WHAT IS NEEDED:
Which lines in the entries below contain the string "black"? Gather each of them and copy it out, counting only matches with the same capitalization.

RAW RECORDS:
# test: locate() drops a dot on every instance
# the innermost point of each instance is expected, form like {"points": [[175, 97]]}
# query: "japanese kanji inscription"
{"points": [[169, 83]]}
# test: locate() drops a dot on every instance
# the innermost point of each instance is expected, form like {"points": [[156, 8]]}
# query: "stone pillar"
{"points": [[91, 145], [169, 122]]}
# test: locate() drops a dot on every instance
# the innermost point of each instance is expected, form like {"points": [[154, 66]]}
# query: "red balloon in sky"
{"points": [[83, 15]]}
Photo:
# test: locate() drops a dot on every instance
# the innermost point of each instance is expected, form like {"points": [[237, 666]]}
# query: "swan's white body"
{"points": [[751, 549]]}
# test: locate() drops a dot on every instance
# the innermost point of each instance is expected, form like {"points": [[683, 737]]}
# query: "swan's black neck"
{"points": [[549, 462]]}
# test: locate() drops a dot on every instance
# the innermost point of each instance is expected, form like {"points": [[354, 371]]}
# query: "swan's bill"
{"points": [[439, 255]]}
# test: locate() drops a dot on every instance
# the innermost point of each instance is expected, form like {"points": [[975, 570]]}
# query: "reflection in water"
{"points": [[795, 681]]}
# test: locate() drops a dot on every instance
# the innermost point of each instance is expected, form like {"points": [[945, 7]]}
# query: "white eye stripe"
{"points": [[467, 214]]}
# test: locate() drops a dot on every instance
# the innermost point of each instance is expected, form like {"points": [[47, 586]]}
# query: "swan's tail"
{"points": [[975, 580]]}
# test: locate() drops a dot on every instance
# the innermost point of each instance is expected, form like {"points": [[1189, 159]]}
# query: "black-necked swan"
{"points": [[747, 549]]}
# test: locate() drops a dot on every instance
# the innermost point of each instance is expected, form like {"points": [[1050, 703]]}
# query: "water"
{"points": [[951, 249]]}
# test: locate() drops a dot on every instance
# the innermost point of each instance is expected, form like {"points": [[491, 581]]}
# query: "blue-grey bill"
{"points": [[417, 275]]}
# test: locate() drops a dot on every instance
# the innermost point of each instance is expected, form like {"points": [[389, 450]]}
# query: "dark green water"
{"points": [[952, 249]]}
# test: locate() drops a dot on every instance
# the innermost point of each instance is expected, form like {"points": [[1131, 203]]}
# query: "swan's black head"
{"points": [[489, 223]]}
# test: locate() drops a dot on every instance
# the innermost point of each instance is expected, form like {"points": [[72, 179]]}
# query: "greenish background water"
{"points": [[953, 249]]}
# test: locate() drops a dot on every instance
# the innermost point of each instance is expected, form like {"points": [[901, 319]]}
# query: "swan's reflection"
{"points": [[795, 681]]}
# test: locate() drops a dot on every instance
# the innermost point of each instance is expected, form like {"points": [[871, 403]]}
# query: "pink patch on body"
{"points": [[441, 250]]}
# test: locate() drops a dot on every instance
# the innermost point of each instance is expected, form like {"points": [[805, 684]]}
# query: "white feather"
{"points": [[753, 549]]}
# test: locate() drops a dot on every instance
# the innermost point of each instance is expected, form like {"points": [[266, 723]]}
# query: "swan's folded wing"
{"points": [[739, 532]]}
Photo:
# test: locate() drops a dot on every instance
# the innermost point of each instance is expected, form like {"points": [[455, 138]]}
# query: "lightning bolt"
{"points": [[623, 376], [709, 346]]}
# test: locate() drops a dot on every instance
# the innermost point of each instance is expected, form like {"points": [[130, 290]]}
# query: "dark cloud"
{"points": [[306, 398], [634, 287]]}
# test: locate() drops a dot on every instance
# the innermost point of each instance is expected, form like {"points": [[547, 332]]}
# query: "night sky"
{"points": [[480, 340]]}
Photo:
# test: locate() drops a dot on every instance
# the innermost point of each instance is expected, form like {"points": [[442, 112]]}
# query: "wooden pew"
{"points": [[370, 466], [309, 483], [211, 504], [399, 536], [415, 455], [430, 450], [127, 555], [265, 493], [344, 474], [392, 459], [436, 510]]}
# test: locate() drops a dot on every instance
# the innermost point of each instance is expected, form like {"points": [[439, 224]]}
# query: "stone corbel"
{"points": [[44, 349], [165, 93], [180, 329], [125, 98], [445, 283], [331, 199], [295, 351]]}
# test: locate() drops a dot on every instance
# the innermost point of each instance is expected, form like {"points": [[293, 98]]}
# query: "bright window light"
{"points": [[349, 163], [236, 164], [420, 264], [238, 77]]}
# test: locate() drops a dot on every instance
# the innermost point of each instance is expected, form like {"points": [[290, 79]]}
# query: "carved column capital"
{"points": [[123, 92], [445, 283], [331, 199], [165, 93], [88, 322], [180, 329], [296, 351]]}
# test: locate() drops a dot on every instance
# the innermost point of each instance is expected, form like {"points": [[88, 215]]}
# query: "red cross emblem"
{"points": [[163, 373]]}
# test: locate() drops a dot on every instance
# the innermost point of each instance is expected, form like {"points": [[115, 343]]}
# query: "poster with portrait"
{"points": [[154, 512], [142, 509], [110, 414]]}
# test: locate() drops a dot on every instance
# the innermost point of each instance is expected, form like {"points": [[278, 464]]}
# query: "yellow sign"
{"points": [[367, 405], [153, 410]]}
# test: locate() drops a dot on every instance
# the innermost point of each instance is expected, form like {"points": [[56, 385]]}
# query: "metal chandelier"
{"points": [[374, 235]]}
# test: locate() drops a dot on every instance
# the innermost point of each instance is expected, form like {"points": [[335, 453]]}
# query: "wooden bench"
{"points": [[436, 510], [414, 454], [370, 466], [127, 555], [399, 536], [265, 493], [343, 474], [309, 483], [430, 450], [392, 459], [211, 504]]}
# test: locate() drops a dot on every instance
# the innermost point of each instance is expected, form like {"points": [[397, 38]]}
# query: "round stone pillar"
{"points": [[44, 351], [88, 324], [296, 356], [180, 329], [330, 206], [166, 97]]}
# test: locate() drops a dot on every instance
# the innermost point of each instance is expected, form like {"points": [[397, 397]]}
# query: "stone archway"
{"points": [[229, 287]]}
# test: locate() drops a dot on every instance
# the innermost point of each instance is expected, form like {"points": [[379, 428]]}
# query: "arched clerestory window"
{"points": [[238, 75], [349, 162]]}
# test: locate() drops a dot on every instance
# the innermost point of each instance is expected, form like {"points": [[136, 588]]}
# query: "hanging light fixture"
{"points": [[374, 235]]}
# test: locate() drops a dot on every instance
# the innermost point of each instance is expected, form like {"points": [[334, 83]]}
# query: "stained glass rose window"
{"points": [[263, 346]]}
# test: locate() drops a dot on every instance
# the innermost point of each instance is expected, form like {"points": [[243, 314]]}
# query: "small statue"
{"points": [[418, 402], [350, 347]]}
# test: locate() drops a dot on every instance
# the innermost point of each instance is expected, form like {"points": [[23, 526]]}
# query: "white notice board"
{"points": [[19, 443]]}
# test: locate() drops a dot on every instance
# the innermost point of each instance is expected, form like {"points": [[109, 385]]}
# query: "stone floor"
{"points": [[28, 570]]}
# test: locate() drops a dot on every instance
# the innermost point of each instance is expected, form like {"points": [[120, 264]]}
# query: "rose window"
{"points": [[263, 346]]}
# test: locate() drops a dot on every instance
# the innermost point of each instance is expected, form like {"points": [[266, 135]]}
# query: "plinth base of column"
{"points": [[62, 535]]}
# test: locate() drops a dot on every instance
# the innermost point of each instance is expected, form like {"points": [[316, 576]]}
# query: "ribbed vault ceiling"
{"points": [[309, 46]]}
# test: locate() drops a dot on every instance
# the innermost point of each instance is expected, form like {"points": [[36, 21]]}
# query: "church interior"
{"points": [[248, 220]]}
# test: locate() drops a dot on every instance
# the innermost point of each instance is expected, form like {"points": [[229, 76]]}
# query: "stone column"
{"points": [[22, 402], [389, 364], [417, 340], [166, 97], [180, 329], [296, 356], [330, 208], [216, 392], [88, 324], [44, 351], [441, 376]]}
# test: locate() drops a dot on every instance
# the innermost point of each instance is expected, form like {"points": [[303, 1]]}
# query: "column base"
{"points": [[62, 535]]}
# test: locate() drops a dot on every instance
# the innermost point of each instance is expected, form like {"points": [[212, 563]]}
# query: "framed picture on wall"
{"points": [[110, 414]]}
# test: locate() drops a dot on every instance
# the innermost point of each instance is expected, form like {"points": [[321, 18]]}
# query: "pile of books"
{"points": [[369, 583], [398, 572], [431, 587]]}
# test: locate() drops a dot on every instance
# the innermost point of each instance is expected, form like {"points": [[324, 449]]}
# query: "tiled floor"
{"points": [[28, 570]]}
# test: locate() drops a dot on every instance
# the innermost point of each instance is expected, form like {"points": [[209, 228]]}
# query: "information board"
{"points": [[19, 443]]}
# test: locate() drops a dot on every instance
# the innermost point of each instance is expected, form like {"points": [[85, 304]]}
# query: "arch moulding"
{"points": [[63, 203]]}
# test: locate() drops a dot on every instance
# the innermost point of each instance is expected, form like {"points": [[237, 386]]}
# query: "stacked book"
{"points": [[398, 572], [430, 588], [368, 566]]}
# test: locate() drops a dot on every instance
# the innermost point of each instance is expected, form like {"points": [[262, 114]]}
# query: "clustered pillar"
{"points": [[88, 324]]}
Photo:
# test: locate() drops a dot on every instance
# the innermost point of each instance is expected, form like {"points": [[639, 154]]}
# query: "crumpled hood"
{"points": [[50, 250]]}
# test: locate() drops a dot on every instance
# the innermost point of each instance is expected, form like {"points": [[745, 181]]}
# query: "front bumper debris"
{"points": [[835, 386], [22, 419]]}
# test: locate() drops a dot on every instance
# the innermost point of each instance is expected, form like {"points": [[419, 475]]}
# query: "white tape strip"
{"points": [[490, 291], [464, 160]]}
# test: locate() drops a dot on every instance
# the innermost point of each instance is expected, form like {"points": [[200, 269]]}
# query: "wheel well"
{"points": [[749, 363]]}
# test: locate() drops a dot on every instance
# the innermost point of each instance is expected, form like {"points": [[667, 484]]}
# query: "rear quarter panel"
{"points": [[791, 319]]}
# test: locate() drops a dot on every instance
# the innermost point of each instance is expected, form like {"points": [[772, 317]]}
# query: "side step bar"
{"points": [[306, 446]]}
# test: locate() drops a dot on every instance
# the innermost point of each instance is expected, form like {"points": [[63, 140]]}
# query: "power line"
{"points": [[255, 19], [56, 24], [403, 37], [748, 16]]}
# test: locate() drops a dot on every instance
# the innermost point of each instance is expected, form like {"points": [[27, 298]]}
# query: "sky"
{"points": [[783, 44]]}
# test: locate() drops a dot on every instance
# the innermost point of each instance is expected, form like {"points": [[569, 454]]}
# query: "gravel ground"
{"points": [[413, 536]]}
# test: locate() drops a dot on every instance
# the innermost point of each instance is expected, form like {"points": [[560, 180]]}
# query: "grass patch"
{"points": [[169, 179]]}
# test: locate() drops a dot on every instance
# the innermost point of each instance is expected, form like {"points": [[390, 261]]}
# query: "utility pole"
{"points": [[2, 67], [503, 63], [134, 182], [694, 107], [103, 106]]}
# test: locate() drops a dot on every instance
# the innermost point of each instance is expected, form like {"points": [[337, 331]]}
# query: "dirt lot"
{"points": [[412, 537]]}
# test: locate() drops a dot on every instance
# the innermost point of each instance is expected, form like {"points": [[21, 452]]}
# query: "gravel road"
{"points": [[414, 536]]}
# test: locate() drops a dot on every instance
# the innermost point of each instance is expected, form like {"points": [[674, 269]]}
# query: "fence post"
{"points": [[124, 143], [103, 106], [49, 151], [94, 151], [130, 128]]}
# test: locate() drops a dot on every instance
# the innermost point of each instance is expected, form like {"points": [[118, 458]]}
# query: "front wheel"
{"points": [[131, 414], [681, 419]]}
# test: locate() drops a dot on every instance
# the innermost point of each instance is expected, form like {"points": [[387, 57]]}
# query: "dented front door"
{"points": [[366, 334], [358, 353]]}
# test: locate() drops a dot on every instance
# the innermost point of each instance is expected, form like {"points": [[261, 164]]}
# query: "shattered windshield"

SOLUTION TO THE PROBLEM:
# query: "swan's black neck"
# query: "black-necked swan"
# query: "swan's black head"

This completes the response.